EXCERPTED PASSAGE »
|---|

Terrible back pain had kept me up the previous night, I thought I must have a doozy of a pinched nerve. After that sleepless night, something told me I had better double check my list of warning signs, and sure enough back pain warranted a call to the consulting nurse. The nurse didn’t seem too concerned about it, but I was 33 weeks pregnant and, since it was the weekend, she thought I should stop in to Labor and Delivery to have them take a look, rather than waiting till Monday for a regular doctor visit.

I truly thought we would go in, wait forever to see the doctor, they would pronounce me a hypochondriac, and we would go out for dinner before going home.

Well, we did wait forever to see the doctor. When we got there, they got us right in to a triage room. They attached two monitors to my belly, one for the baby’s heartbeat, and the other for my contractions.

“Hey look, you just had a contraction.”

I did? I didn’t feel a thing. That’s right, sometimes labor sneaks up on you.

The nurse’s aid showed me how to read the tapes, the line with the spikes was my daughter’s heartbeat, the rolling hills were the contractions. And then she left. And we waited, and watched the spikes and rolling hills draw across a growing pile of paper. Until an alarm went off – my little one had moved away from the monitor. The nurse came in and repositioned the monitor and left. The alarm went off this way several times, and even went off once because the monitor ran out of paper. Finally, the doctor made her appearance.

|---|

SUPPLIED DATA »

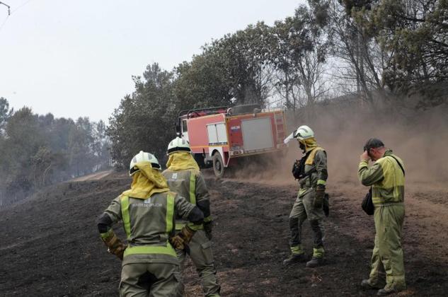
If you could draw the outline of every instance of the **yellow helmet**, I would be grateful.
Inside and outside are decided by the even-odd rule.
[[[132,176],[134,173],[137,171],[139,171],[139,169],[137,168],[134,168],[135,164],[139,162],[149,162],[153,168],[156,169],[158,170],[161,170],[160,164],[159,163],[159,160],[152,153],[147,153],[146,151],[140,151],[139,153],[135,155],[132,160],[131,160],[131,163],[129,165],[129,175]]]
[[[176,151],[191,152],[188,141],[181,139],[180,137],[176,137],[168,144],[168,149],[166,150],[167,155]]]

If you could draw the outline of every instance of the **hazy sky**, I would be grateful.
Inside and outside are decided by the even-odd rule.
[[[1,0],[0,97],[15,109],[106,120],[132,75],[171,70],[212,38],[294,14],[303,0]]]

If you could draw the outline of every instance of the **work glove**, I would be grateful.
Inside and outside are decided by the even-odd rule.
[[[313,206],[315,209],[319,209],[322,208],[323,196],[325,196],[325,186],[323,185],[318,185],[316,188],[316,194],[314,195],[314,201],[313,202]]]
[[[204,223],[204,231],[205,232],[205,236],[209,239],[209,240],[212,240],[212,229],[213,228],[213,221],[209,221],[208,222]]]
[[[175,249],[185,250],[188,253],[190,250],[188,243],[191,241],[195,232],[194,230],[185,225],[178,233],[170,238],[170,243]]]
[[[292,170],[291,170],[291,172],[292,173],[292,176],[294,176],[296,180],[298,180],[300,177],[299,163],[300,160],[296,160],[294,164],[292,164]]]
[[[127,245],[123,244],[113,232],[110,232],[108,236],[101,236],[101,240],[108,247],[108,252],[118,257],[121,260],[123,260],[123,254]]]

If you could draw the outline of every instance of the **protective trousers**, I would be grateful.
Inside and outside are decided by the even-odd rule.
[[[372,255],[369,281],[381,282],[386,272],[386,289],[406,288],[401,231],[404,221],[404,204],[393,203],[375,206],[375,246]]]
[[[190,247],[190,257],[201,279],[204,295],[207,297],[219,296],[221,286],[217,280],[217,271],[214,268],[213,253],[212,252],[212,242],[207,238],[203,230],[198,230],[188,245]],[[186,255],[183,250],[178,250],[176,252],[180,262],[180,270],[183,271]],[[183,294],[184,285],[182,281],[180,283],[180,292]]]
[[[122,297],[178,297],[179,267],[168,263],[131,263],[121,270]]]
[[[299,192],[300,193],[300,192]],[[289,230],[291,238],[289,246],[292,253],[301,253],[301,225],[308,218],[314,233],[314,256],[322,257],[323,256],[323,211],[322,209],[315,209],[313,202],[316,190],[310,188],[304,194],[297,195],[297,199],[292,206],[289,214]]]

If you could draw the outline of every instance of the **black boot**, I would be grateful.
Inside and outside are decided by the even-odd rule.
[[[361,287],[362,289],[379,289],[382,288],[381,286],[380,286],[378,284],[374,284],[372,281],[370,281],[370,279],[363,279],[362,281],[361,281]]]
[[[284,265],[289,265],[291,264],[299,263],[301,262],[305,262],[305,254],[291,254],[291,255],[283,260]]]
[[[306,262],[308,268],[314,268],[323,264],[323,258],[316,258],[313,257],[311,260]]]

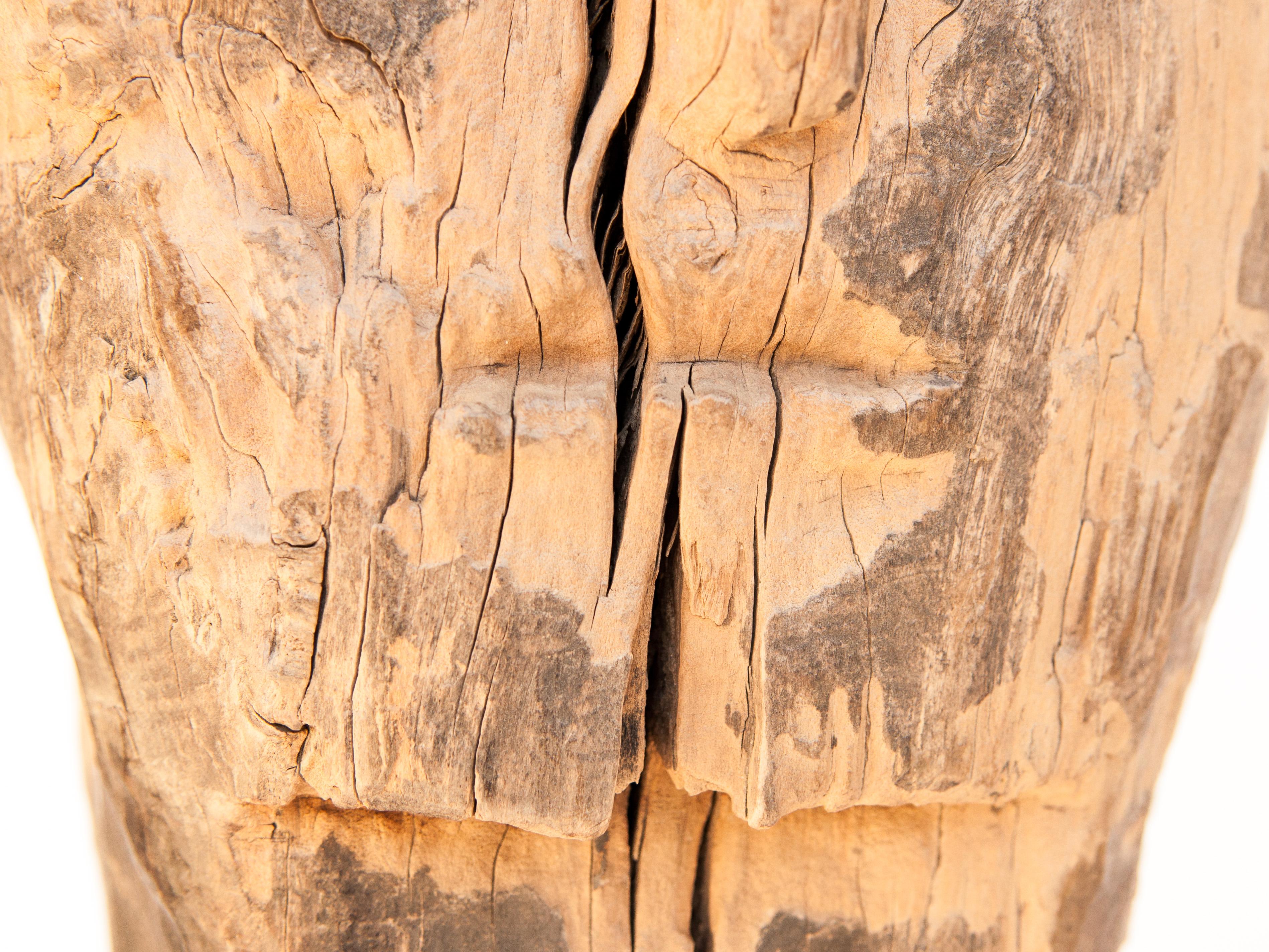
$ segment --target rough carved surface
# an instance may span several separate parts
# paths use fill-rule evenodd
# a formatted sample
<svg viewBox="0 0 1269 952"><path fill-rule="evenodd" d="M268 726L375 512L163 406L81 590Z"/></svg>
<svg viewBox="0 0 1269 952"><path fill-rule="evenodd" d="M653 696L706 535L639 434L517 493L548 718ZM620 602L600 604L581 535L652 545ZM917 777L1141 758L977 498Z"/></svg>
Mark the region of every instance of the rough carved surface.
<svg viewBox="0 0 1269 952"><path fill-rule="evenodd" d="M1269 400L1255 0L0 27L119 948L1115 946Z"/></svg>

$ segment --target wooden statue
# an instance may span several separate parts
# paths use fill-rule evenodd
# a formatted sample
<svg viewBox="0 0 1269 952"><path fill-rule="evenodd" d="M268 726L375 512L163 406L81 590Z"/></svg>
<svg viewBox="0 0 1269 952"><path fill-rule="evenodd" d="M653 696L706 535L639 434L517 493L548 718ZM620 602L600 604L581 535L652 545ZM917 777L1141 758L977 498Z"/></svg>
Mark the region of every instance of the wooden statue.
<svg viewBox="0 0 1269 952"><path fill-rule="evenodd" d="M117 949L1118 946L1269 406L1261 0L0 10Z"/></svg>

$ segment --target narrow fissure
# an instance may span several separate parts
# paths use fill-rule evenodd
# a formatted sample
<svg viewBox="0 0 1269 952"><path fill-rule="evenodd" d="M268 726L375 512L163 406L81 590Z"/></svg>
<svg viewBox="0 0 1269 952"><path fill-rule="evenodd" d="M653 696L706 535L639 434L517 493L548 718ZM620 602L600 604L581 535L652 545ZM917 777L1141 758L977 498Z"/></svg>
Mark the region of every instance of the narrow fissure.
<svg viewBox="0 0 1269 952"><path fill-rule="evenodd" d="M612 3L610 0L591 0L591 88L598 96L595 76L608 74L612 57ZM596 27L596 17L604 17L607 24ZM599 50L595 50L596 43ZM634 95L622 114L617 128L604 154L595 185L595 201L591 208L591 232L595 236L595 255L608 287L608 300L613 308L613 324L617 330L617 447L613 461L613 545L609 560L608 580L612 584L617 569L617 553L621 551L622 524L626 519L626 503L629 493L629 477L638 444L640 397L643 385L643 368L647 362L647 338L643 333L643 303L640 300L638 282L626 245L626 230L622 220L622 192L626 188L626 171L643 100L647 96L647 84L652 69L652 41L648 34L648 50L643 58L643 72L640 76ZM591 103L593 104L593 103ZM579 140L580 141L580 140Z"/></svg>
<svg viewBox="0 0 1269 952"><path fill-rule="evenodd" d="M709 795L709 814L700 829L700 845L697 848L697 872L692 882L692 918L689 932L694 952L713 952L713 930L709 928L709 829L718 809L718 795Z"/></svg>

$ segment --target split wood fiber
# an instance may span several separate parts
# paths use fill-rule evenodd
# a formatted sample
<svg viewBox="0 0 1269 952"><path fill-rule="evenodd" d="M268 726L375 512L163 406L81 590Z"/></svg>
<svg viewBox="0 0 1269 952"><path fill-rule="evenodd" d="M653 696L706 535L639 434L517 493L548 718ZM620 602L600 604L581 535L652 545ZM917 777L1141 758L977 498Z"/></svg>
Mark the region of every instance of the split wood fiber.
<svg viewBox="0 0 1269 952"><path fill-rule="evenodd" d="M0 4L117 947L1115 948L1266 88L1258 0Z"/></svg>

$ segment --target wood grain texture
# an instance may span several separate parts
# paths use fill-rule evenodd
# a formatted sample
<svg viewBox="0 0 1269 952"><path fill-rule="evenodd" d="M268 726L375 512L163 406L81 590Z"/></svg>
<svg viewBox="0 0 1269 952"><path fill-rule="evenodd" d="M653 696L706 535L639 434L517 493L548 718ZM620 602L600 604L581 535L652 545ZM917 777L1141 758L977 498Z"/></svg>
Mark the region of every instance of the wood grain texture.
<svg viewBox="0 0 1269 952"><path fill-rule="evenodd" d="M1269 407L1261 6L0 5L117 946L1114 948Z"/></svg>

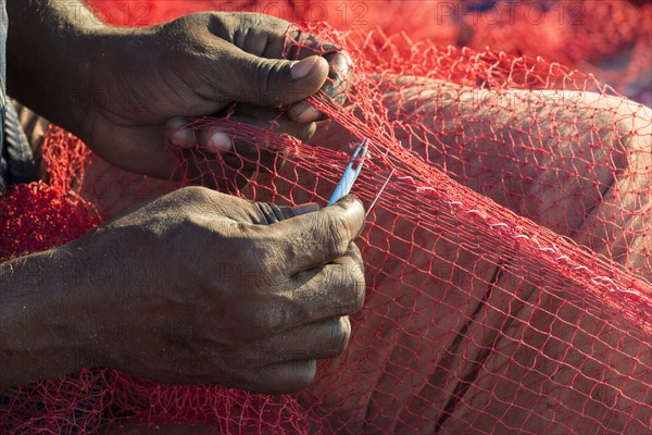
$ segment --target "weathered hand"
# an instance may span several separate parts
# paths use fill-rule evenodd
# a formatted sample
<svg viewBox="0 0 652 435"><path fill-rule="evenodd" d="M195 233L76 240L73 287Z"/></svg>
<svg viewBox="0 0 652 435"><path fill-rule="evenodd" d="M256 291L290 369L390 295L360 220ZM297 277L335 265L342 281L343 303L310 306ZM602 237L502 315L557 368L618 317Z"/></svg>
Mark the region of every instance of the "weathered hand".
<svg viewBox="0 0 652 435"><path fill-rule="evenodd" d="M101 38L85 78L96 91L73 129L105 160L162 178L174 170L166 140L204 152L247 152L247 144L222 132L180 128L188 117L218 115L234 102L244 103L238 121L269 127L275 119L277 130L306 139L322 115L303 100L323 88L343 102L350 60L313 37L309 44L325 49L324 57L301 49L301 61L280 60L289 26L261 14L199 13Z"/></svg>
<svg viewBox="0 0 652 435"><path fill-rule="evenodd" d="M112 265L85 314L96 361L166 383L308 386L364 300L360 201L315 209L186 188L73 244Z"/></svg>

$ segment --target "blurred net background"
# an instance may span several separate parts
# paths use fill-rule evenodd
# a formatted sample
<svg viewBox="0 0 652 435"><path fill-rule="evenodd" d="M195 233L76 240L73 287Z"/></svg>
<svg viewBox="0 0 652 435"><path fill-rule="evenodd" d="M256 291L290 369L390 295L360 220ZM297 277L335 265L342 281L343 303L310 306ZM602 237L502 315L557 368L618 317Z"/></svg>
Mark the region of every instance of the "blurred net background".
<svg viewBox="0 0 652 435"><path fill-rule="evenodd" d="M308 144L228 116L193 122L285 157L277 170L259 166L260 153L198 151L177 156L174 181L154 181L51 127L47 183L2 199L0 258L61 245L186 185L325 203L363 137L371 159L353 192L369 206L396 175L361 237L368 288L351 345L306 391L164 386L88 369L4 391L2 433L652 430L651 5L90 4L123 26L202 10L279 16L349 50L355 83L344 109L312 99L331 121ZM287 57L297 48L311 49L288 36Z"/></svg>

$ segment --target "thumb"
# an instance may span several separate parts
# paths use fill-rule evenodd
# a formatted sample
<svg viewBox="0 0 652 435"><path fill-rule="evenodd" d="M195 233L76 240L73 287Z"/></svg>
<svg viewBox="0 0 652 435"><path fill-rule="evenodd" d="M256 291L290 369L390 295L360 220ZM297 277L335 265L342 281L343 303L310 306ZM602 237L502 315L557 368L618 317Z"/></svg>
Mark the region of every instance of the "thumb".
<svg viewBox="0 0 652 435"><path fill-rule="evenodd" d="M233 101L287 105L318 91L328 77L328 62L318 55L288 61L239 51L223 69L229 76L225 91Z"/></svg>

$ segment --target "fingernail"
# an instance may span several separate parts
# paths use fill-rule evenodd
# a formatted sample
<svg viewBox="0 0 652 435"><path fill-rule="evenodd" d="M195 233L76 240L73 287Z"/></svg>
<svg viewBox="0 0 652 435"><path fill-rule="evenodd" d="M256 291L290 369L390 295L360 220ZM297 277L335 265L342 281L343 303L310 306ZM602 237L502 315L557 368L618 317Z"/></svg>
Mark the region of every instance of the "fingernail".
<svg viewBox="0 0 652 435"><path fill-rule="evenodd" d="M317 121L322 116L322 112L310 105L298 116L297 121L299 123L309 123L313 121Z"/></svg>
<svg viewBox="0 0 652 435"><path fill-rule="evenodd" d="M319 211L319 204L316 202L309 202L301 206L292 207L292 211L296 215L314 213L315 211Z"/></svg>
<svg viewBox="0 0 652 435"><path fill-rule="evenodd" d="M228 152L234 149L234 142L222 132L214 132L211 134L209 144L206 145L209 151L214 153Z"/></svg>
<svg viewBox="0 0 652 435"><path fill-rule="evenodd" d="M317 63L317 58L314 55L312 55L310 58L305 58L305 59L294 63L290 67L290 75L292 76L292 79L298 80L298 79L308 77L310 75L310 73L312 73L312 71L315 69L316 63Z"/></svg>

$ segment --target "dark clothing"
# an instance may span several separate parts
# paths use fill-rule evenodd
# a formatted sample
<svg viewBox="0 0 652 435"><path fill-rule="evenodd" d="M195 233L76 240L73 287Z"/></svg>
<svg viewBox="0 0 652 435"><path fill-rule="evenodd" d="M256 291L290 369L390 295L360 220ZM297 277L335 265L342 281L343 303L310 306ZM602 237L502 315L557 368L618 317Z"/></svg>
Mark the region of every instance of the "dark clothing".
<svg viewBox="0 0 652 435"><path fill-rule="evenodd" d="M7 186L37 179L36 165L16 111L7 97L7 29L9 18L0 0L0 195Z"/></svg>

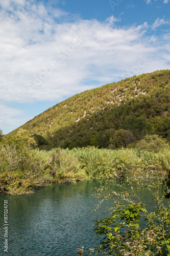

|---|

PROMPT A »
From the Labor and Delivery account, can you extract the part from "Well, we did" to "for my contractions."?
PROMPT B »
Answer these questions about the Labor and Delivery account:
(i) How many weeks pregnant was the writer?
(ii) What did the two monitors attached to the writer's belly track?
(iii) Apart from the baby moving away from the monitor, what set off the alarm once?
PROMPT C »
How would you carry on the Labor and Delivery account from where it stops?

EXPECTED ANSWER A »
Well, we did wait forever to see the doctor. When we got there, they got us right in to a triage room. They attached two monitors to my belly, one for the baby’s heartbeat, and the other for my contractions.

EXPECTED ANSWER B »
(i) 33 weeks.
(ii) One tracked the baby's heartbeat and the other tracked the writer's contractions.
(iii) The monitor ran out of paper.

EXPECTED ANSWER C »
She talked to us for a while, asked a lot of questions, then she did an exam. I was one centimeter dilated so she wanted to check me again in an hour to see if there was any change. So we waited and watched the ticker-tape some more. By now I had already learned how to move the monitor myself to chase my baby as she made her rounds of my womb. After an hour and a half, the doctor returned to check me again and see if we could get out of there and finally get something to eat. That’s when she started dropping words like preterm labor and Neonatal Intensive Care Unit. In 90 minutes I dilated an additional 2 centimeters.

This baby was trying to make her appearance seven weeks early.

The plan was to give me a shot of steroids today and another tomorrow. This would strengthen her lungs to help improve her survivability if she was born in the next couple of days. They started me on niphedipine to help slow down the process of labor, and they hooked up an IV of antibiotics to help guard against infection. In addition to the drugs, I was to stay flat on my back. Gravity, they have learned, has a role to play in moving labor along.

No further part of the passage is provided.